Texte extrait
#####

Et si j’ai dit que Dieu est cause de l’idée du cercle, par exemple, en tant seulement qu’il est chose pensante, et du cercle, en tant seulement que chose étendue, je ne l’ai pas dit pour une autre raison que celle-ci : c’est que l’être formel de l’idée du cercle ne peut être conçu que par un autre mode de la pensée


à sescho


il me semble que Spinoza s'oppose à l'empirisme lequel ferait dériver l'idée du cercle de la sensation /perception de ce cercle étendu ( thèse scolastique héritée de l'empirisme d 'Aristote ).

Le problème est comment reconnaissons nous alors que le cercle dans la nature est un cercle dans la pensée ?
S'il n'y a pas une adequation stricte entre les ordres et enchainement dans les deux attributs alors il y aura décalage et nous ne reconnaitrons plus le cercle étendu comme un cercle .

#####

Données brutes
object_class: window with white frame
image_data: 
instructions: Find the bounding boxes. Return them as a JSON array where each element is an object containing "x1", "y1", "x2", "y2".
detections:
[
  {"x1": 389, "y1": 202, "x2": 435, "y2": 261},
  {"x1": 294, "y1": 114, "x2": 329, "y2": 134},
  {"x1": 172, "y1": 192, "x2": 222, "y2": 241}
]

#####

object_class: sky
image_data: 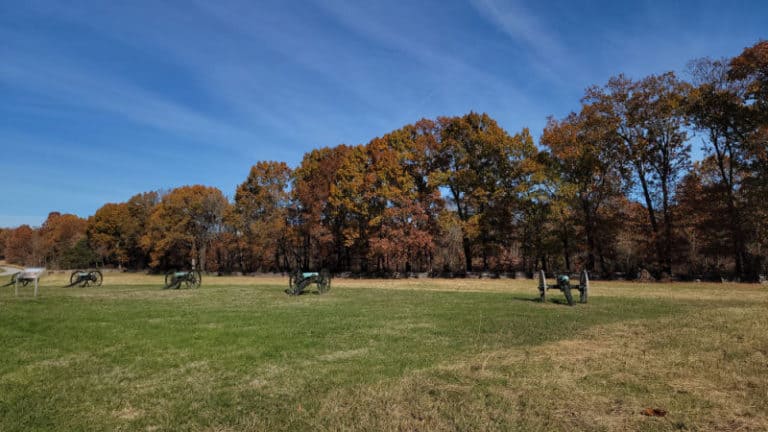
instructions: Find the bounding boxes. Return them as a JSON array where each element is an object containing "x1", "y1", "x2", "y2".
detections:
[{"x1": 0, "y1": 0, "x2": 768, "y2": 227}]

#####

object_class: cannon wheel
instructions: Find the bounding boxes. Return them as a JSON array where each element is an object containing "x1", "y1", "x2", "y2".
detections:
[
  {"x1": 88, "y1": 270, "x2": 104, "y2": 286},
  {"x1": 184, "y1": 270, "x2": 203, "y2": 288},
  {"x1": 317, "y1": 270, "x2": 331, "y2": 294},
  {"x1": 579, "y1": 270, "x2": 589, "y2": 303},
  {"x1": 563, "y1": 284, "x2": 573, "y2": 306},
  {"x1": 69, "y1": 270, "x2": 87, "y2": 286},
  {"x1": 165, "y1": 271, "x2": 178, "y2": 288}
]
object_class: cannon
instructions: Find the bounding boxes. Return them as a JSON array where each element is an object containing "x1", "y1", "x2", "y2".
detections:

#####

Travail demandé
A - Reproduisez le passage du texte sur Spinoza qui va de "Et si j’ai dit" jusqu'à "un cercle ." inclus.
B - Indiquez, s'il vous plaît, si chacun des énoncés suivants concorde avec le texte sur Spinoza. Répondez par oui ou par non et citez à l'identique les mots du texte qui tranchent.
(i) La thèse scolastique y est présentée comme héritée de l'empirisme d'Aristote.
(ii) L'être formel de l'idée du cercle peut être conçu par la chose étendue.
(iii) Sans adéquation stricte entre les ordres des deux attributs, nous reconnaîtrons toujours le cercle étendu comme un cercle.
C - Condensez le paragraphe du texte sur Spinoza qui commence par « Et si j’ai dit que Dieu est cause » en conservant ses idées principales.

Résultats
A -
Et si j’ai dit que Dieu est cause de l’idée du cercle, par exemple, en tant seulement qu’il est chose pensante, et du cercle, en tant seulement que chose étendue, je ne l’ai pas dit pour une autre raison que celle-ci : c’est que l’être formel de l’idée du cercle ne peut être conçu que par un autre mode de la pensée


à sescho


il me semble que Spinoza s'oppose à l'empirisme lequel ferait dériver l'idée du cercle de la sensation /perception de ce cercle étendu ( thèse scolastique héritée de l'empirisme d 'Aristote ).

Le problème est comment reconnaissons nous alors que le cercle dans la nature est un cercle dans la pensée ?
S'il n'y a pas une adequation stricte entre les ordres et enchainement dans les deux attributs alors il y aura décalage et nous ne reconnaitrons plus le cercle étendu comme un cercle .

B -
(i) Oui : « thèse scolastique héritée de l'empirisme d 'Aristote »
(ii) Non : « l’être formel de l’idée du cercle ne peut être conçu que par un autre mode de la pensée »
(iii) Non : « nous ne reconnaitrons plus le cercle étendu comme un cercle »

C - Dieu est dit cause de l’idée du cercle seulement en tant que chose pensante, et du cercle seulement en tant que chose étendue, pour une seule raison : l’être formel de l’idée du cercle ne peut être conçu que par un autre mode de la pensée.